• [TASK BRIEF] Lay out the listing below as a two-column CSV with the header request,box and one row per request. Put each request's text and its full answer in separate quoted fields, replacing line breaks with spaces.

• [STORED DATA]
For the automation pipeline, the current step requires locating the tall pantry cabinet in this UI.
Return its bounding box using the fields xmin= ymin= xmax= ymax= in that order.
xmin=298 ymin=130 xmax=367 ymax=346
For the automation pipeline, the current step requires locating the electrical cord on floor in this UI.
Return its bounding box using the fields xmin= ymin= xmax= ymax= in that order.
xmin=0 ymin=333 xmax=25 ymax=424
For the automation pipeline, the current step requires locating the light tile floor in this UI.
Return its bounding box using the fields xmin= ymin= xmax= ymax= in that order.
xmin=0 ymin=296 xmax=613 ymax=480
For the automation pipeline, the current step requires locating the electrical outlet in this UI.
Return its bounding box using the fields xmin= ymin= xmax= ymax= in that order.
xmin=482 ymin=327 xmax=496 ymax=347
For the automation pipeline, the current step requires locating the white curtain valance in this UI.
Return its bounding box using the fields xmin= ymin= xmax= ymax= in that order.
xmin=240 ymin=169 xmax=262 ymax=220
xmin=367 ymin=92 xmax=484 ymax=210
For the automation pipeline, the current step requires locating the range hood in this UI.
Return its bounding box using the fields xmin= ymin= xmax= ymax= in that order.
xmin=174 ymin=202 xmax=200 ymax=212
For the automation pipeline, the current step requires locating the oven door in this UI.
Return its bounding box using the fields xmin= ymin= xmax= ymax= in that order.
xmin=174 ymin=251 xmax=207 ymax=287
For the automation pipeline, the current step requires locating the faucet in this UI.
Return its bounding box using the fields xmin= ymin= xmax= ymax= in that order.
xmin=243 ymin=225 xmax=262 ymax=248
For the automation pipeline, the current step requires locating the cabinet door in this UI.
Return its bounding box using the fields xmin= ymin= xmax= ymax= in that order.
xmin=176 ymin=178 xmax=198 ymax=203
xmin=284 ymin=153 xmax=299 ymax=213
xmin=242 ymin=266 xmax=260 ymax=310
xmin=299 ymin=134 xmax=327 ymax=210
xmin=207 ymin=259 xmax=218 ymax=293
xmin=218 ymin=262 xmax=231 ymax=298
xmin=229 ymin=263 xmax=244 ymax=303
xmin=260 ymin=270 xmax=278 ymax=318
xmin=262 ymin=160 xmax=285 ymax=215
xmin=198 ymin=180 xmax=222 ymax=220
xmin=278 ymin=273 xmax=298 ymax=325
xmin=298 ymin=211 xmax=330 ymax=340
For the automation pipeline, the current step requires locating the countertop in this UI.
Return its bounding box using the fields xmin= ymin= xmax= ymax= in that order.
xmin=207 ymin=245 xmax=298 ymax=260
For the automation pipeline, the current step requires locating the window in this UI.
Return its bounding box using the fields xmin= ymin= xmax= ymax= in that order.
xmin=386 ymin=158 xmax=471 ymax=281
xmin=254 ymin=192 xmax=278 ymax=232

• [RESULT OF THE TASK]
request,box
"For the automation pipeline, the current step requires locating the tall pantry cabinet in this UI. Return its bounding box using the fields xmin= ymin= xmax= ymax= in that order.","xmin=298 ymin=130 xmax=367 ymax=346"
"For the automation pipeline, the current step requires locating the electrical cord on floor in this UI. Return its bounding box using the fields xmin= ymin= xmax= ymax= in that order.","xmin=0 ymin=333 xmax=25 ymax=424"
"For the automation pipeline, the current step requires locating the light tile floor in this UI. Return its bounding box using the fields xmin= ymin= xmax= ymax= in that order.","xmin=0 ymin=296 xmax=613 ymax=480"
"For the automation pipeline, the current step requires locating the electrical outlet in this UI. Return its bounding box using the fields xmin= ymin= xmax= ymax= in that order.","xmin=482 ymin=327 xmax=496 ymax=347"
"For the automation pipeline, the current step requires locating the white curtain valance in this UI. Return its bounding box using the fields xmin= ymin= xmax= ymax= in that order.","xmin=240 ymin=169 xmax=262 ymax=220 xmin=367 ymin=92 xmax=484 ymax=210"
"For the automation pipeline, the current step requires locating the range hood in this UI. Return its bounding box using the fields xmin= ymin= xmax= ymax= in that order.","xmin=174 ymin=202 xmax=200 ymax=212"
"For the automation pipeline, the current step requires locating the oven door in this UI. Return its bounding box using the fields xmin= ymin= xmax= ymax= in that order.","xmin=174 ymin=251 xmax=207 ymax=287"
"For the automation pipeline, the current step requires locating the faucet in this UI. Return its bounding box using the fields xmin= ymin= xmax= ymax= in that order.","xmin=243 ymin=225 xmax=262 ymax=248"
"For the automation pipeline, the current step requires locating the cabinet door in this UI. Return its bounding box using the fields xmin= ymin= xmax= ymax= in that order.","xmin=176 ymin=178 xmax=198 ymax=203 xmin=284 ymin=153 xmax=299 ymax=213 xmin=242 ymin=266 xmax=260 ymax=310 xmin=299 ymin=134 xmax=327 ymax=210 xmin=207 ymin=259 xmax=218 ymax=293 xmin=218 ymin=262 xmax=231 ymax=298 xmin=229 ymin=263 xmax=244 ymax=303 xmin=260 ymin=270 xmax=278 ymax=318 xmin=262 ymin=160 xmax=285 ymax=215 xmin=198 ymin=180 xmax=222 ymax=220 xmin=278 ymin=273 xmax=298 ymax=325 xmin=298 ymin=211 xmax=330 ymax=340"
"For the automation pipeline, the current step requires locating the countertop in this UI. Return its bounding box using the fields xmin= ymin= xmax= ymax= in that order.","xmin=207 ymin=245 xmax=298 ymax=260"
"For the automation pipeline, the current step requires locating the window in this UI. Return its bounding box using the fields xmin= ymin= xmax= ymax= in that order.","xmin=386 ymin=158 xmax=471 ymax=281 xmin=254 ymin=192 xmax=278 ymax=232"